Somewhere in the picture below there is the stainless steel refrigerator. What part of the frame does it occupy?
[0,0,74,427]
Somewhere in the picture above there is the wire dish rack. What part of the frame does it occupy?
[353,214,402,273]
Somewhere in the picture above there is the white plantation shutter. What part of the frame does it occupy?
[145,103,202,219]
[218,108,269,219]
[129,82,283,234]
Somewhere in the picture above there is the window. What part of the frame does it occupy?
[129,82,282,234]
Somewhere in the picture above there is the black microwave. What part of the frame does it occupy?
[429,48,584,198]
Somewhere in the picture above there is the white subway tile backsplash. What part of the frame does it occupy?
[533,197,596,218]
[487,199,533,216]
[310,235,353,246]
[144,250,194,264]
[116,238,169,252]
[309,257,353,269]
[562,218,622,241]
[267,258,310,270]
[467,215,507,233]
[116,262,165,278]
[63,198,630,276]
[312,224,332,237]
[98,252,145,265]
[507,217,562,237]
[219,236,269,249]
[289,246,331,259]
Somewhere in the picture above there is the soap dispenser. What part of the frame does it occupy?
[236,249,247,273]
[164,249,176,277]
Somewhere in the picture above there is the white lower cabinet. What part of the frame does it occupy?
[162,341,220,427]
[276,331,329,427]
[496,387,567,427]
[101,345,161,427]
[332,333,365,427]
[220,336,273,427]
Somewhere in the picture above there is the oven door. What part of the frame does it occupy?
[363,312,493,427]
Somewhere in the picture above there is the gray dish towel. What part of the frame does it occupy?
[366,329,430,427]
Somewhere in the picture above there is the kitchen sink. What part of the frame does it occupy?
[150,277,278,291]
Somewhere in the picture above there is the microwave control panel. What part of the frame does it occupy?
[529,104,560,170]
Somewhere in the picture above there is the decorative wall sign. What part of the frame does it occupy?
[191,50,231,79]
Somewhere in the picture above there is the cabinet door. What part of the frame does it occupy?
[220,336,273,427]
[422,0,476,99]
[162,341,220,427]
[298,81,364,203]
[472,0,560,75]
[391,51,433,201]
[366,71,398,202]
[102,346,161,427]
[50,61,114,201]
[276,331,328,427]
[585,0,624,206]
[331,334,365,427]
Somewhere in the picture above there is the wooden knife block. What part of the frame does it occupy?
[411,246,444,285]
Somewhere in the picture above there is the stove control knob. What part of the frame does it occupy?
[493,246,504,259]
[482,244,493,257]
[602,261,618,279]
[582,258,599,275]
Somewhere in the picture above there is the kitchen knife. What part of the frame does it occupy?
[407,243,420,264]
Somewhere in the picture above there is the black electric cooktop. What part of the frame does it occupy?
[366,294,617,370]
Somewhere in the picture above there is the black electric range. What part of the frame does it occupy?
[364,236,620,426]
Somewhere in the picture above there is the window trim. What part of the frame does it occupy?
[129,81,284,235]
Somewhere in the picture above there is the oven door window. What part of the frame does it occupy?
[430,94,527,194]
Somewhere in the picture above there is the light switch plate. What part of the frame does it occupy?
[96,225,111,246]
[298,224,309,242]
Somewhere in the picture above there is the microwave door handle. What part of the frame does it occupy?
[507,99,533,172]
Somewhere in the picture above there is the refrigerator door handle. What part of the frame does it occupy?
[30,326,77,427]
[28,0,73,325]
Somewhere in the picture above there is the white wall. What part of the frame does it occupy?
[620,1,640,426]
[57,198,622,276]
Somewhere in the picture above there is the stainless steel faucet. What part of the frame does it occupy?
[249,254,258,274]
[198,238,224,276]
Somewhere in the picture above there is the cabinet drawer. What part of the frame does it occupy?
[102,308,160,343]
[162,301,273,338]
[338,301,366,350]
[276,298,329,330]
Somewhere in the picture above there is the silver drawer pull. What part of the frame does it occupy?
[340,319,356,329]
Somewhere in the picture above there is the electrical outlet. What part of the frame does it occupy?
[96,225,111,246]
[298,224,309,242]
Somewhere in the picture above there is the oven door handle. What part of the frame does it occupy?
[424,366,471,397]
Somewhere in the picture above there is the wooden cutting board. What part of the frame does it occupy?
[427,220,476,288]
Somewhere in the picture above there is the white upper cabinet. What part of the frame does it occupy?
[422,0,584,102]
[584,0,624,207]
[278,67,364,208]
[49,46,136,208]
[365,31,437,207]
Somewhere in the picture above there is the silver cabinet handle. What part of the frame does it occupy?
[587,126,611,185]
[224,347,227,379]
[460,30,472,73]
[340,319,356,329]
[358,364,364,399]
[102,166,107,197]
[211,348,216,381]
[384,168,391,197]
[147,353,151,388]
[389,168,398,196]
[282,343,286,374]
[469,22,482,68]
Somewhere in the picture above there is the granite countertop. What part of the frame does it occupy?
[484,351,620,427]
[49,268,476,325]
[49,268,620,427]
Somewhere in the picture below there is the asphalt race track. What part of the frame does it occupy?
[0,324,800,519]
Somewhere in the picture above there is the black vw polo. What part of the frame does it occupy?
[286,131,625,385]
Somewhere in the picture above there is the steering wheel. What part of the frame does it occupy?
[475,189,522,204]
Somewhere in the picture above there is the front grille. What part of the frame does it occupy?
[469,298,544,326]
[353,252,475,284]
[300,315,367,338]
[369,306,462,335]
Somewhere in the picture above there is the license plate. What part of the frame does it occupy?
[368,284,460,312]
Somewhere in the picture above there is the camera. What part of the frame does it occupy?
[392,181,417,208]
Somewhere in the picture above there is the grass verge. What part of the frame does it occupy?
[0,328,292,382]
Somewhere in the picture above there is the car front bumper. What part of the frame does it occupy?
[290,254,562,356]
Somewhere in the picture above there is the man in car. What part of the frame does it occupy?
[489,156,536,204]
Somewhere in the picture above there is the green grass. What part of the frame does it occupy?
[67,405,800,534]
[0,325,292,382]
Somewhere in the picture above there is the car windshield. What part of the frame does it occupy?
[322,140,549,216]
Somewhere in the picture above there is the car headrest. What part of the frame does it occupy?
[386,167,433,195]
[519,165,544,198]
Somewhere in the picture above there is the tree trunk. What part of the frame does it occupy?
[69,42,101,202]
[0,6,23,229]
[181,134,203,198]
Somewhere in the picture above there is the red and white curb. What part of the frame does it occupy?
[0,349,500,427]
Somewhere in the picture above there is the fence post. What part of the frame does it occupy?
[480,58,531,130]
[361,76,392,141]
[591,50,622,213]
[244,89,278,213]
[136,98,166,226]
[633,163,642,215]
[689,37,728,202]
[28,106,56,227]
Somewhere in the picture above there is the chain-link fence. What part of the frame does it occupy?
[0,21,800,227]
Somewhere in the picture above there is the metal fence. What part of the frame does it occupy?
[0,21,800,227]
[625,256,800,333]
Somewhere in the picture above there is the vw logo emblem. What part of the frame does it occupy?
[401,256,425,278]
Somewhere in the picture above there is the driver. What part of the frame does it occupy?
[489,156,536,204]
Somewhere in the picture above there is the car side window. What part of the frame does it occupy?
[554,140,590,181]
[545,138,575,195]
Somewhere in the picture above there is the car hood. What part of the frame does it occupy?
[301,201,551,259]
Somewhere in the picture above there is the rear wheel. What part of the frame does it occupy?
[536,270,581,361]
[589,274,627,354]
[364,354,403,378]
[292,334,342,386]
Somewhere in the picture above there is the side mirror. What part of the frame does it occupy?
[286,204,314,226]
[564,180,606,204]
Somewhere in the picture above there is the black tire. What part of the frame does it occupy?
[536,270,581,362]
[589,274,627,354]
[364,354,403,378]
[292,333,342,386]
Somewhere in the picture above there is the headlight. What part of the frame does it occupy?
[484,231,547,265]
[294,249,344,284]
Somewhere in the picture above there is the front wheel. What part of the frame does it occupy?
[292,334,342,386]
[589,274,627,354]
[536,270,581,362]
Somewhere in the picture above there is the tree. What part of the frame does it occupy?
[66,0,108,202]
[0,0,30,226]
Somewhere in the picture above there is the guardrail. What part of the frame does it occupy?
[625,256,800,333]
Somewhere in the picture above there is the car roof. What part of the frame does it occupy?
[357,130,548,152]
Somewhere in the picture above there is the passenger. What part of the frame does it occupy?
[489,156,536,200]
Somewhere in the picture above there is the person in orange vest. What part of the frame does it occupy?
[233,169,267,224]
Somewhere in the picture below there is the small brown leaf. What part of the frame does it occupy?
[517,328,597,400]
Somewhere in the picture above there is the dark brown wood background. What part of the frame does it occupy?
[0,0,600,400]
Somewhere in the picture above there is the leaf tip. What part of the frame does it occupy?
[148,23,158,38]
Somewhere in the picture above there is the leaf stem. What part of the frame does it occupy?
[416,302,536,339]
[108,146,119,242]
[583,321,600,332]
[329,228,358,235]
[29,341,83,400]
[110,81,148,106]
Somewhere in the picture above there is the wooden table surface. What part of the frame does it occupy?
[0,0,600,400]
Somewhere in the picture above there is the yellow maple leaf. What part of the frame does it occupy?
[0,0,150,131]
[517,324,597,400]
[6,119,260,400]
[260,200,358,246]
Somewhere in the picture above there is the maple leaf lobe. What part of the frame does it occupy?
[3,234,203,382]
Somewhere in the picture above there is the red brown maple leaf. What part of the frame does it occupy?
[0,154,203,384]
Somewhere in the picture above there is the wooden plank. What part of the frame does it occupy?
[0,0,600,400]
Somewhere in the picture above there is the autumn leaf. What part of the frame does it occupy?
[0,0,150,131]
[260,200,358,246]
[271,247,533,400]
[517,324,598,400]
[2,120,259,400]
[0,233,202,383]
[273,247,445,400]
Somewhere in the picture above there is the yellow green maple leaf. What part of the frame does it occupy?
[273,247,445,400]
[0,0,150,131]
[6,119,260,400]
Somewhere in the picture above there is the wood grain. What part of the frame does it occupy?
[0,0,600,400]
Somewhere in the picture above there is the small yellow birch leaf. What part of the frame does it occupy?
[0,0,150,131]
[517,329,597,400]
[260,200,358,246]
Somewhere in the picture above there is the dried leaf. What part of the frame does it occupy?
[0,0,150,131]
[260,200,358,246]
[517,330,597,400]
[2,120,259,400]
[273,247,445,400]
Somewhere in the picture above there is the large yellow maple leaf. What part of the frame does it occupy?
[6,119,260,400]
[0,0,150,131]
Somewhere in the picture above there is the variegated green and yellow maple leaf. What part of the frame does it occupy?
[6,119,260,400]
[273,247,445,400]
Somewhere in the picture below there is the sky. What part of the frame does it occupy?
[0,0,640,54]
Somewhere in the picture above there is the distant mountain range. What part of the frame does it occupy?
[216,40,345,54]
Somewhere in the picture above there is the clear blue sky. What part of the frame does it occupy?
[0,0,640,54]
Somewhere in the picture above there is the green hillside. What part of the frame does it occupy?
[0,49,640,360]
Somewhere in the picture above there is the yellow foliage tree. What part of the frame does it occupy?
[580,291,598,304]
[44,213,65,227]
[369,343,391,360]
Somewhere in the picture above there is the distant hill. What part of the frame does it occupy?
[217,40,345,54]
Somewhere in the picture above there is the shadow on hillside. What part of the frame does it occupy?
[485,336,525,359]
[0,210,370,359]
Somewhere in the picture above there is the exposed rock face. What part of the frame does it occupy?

++++++++

▶ [Request]: Every line from the one containing "Somewhere in the picture above there is the variegated" through the end of the entries above must be echoed exactly, with both ends kept.

▶ [Task result]:
Somewhere in the picture above there is the variegated green and yellow maple leaf. What part of the frame does it occupy?
[6,119,260,400]
[273,247,445,400]
Somewhere in the picture below there is the sky. What part of the frame does it occupy?
[0,0,640,54]
Somewhere in the picture above there is the distant mountain range. What part of the frame does it occupy?
[216,40,345,54]
Somewhere in the picture above there is the clear blue sky. What part of the frame does it occupy?
[0,0,640,54]
Somewhere in the picture above there is the green hillside. What part of the frame does it occupy?
[0,49,640,360]
Somewhere in the picture above there is the yellow foliage tree. What part of the frame does it occupy?
[580,291,598,304]
[44,213,65,227]
[369,343,391,360]
Somewhere in the picture above there is the distant hill. What part of the frame does it occupy?
[217,40,345,54]
Somewhere in the picture above there is the shadow on hillside. What part of the frame does it occupy?
[485,336,525,359]
[0,210,370,359]
Somewhere in the picture above there is the exposed rock face. What part of the frame does it occupy?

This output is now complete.